[Study text]:

Yau Tsim Mong District is one of 18 districts of Hong Kong, located on the western part of Kowloon Peninsula. It is the core urban area of Kowloon. The district has the second highest population density of all districts, at 49,115 km2. The 2016 By-Census recorded the total population of Yau Tsim Mong District at 342,970.

Yau Tsim Mong District contains the urban areas of Yau Ma Tei, Tsim Sha Tsui, and Mong Kok, as well as Ferry Point, King's Park, Kwun Chung, Tai Kok Tsui, Tsim Sha Tsui East, the Union Square and Kowloon Point. Formerly two districts, the Yau Tsim District and Mong Kok District, it was combined in 1994. Its name is an acronym of the three aforementioned major areas.

==History==

The district was once called Yau Ma Tei District. It was renamed Yau Tsim District from 1 April 1988 to "remove any misconception that Tsim Sha Tsui was an administrative district separate from Yau Ma Tei".

Yau Tsim District and Mong Kok District were merged in 1994 to form the new Yau Tsim Mong District.

==Areas within the district include==

Kowloon Peninsula (West)

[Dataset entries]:

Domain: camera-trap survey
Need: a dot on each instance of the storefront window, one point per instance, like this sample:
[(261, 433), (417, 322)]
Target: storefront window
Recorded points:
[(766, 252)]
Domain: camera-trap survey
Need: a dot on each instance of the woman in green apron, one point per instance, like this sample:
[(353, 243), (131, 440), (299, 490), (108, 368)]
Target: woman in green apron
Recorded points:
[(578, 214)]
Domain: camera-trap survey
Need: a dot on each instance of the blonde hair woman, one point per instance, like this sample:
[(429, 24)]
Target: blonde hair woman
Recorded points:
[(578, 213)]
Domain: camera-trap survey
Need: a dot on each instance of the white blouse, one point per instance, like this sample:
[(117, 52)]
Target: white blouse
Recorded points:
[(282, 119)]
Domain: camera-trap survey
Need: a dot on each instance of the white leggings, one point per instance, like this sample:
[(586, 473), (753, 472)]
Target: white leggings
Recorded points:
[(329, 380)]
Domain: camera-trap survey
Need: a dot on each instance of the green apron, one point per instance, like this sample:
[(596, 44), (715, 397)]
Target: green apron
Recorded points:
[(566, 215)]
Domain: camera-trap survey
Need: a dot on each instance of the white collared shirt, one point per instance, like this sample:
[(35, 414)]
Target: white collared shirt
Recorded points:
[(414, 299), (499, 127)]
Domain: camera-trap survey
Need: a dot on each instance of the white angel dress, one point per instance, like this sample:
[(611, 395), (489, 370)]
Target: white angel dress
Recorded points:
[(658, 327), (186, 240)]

[Your tasks]:
**A.** From the Yau Tsim Mong District text, set down the passage starting with "The district was" and going on through "Tsim Mong District.".
**B.** Answer these from the Yau Tsim Mong District text:
(i) What total population did the 2016 By-Census record for the district?
(ii) In what year were Yau Tsim District and Mong Kok District merged?
(iii) On what date was the district renamed Yau Tsim District?
Work only from the Yau Tsim Mong District text.

[Solutions per task]:
**A.**
The district was once called Yau Ma Tei District. It was renamed Yau Tsim District from 1 April 1988 to "remove any misconception that Tsim Sha Tsui was an administrative district separate from Yau Ma Tei".

Yau Tsim District and Mong Kok District were merged in 1994 to form the new Yau Tsim Mong District.

**B.**
(i) 342,970
(ii) 1994
(iii) 1 April 1988